# Document text:
- - - -
Define forward measure $\hat{\mathbb P}$:

$$A_T := \frac{d \hat{\mathbb P}}{d \mathbb P} = \frac{\exp(-\int_0^T r_s ds)}{P(0,T)}$$

It can be shown that $\exp(-\int_0^t r_s ds)P(t,T)$ is a $(\mathscr F_t, \mathbb P)-$martingale where $r_t$ is short rate process and $P(t,T)$ is bond price.

We are given that

$$\frac{dP(t,T)}{P(t,T)} = r_t dt + \zeta_t dW_t$$

where $r_t$ and $\zeta_t$ are $\mathscr F_t$-adapted and $\zeta_t$ satisfies Novikov's condition. I don't think $\zeta_t$ is supposed to represent anything in particular.

Define the stochastic process $\hat{W} = (\hat{W_t})_{t\in[0,T]}$ s.t.

$$\hat{W_t} := W_t + \int_0^t -\zeta_s ds$$

Use Girsanov Theorem to prove $\hat{W_t}$ is standard $\hat{\mathbb P}$-Brownian motion.
- - - -
# Data section:
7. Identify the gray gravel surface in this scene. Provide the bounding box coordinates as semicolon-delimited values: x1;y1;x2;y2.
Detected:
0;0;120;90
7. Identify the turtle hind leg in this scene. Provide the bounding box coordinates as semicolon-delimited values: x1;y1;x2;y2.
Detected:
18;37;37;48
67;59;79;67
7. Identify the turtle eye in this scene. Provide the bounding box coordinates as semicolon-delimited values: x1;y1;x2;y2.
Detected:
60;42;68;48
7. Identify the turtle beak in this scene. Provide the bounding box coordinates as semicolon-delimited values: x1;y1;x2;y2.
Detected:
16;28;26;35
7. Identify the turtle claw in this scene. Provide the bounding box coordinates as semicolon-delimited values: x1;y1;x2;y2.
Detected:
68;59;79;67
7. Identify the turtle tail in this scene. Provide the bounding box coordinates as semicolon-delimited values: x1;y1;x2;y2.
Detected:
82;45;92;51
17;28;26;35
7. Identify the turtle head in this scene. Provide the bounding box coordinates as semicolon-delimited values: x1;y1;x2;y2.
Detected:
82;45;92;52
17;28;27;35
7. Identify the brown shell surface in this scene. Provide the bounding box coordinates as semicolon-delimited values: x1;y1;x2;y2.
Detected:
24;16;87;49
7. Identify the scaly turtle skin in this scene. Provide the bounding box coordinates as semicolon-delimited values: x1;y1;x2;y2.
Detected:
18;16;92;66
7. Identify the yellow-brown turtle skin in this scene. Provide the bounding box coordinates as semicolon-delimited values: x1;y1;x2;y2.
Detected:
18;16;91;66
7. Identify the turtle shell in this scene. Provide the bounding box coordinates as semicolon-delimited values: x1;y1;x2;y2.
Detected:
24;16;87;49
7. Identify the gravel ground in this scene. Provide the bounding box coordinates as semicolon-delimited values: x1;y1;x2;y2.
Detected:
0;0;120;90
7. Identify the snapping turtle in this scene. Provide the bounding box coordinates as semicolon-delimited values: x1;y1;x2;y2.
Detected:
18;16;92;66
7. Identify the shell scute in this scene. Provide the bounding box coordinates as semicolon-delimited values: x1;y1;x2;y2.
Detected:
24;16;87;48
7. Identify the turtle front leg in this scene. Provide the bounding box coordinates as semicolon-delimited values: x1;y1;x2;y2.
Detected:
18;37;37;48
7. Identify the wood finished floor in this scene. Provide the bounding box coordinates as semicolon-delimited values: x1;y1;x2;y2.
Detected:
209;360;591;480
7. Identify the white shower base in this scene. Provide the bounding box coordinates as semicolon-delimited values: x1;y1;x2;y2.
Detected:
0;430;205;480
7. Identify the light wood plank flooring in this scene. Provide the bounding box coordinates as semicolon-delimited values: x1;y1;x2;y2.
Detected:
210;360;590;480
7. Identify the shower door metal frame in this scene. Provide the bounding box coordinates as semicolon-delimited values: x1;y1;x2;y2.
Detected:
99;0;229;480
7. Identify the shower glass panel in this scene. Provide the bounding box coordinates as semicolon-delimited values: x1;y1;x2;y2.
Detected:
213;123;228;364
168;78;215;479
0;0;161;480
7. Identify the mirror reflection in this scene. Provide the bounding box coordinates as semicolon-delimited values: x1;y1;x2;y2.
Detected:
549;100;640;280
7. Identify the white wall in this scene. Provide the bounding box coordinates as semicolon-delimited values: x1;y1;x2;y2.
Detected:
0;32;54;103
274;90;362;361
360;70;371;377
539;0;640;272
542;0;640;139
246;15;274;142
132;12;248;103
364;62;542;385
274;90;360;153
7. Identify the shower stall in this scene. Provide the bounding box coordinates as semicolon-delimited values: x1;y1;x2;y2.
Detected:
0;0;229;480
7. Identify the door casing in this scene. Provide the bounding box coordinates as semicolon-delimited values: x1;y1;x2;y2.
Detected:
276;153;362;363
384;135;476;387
- - - -
# Problems and tasks:
1 > Render this sentence from the forward-measure excerpt in Spanish: "I don't think $\zeta_t$ is supposed to represent anything in particular."
2 > Please output the records as a two-column CSV with the columns wording and result, covering everything from the record containing "7. Identify the door" down to the end of the records. Give one row per record, with its wording and its answer each in a single quoted field and any line breaks turned into spaces.
The forward-measure excerpt and the records were taken from unrelated sources.

# The results:
1 > No creo que $\zeta_t$ deba representar nada en particular.

2 >
wording,result
"7. Identify the door casing in this scene. Provide the bounding box coordinates as semicolon-delimited values: x1;y1;x2;y2. Detected:","276;153;362;363 384;135;476;387"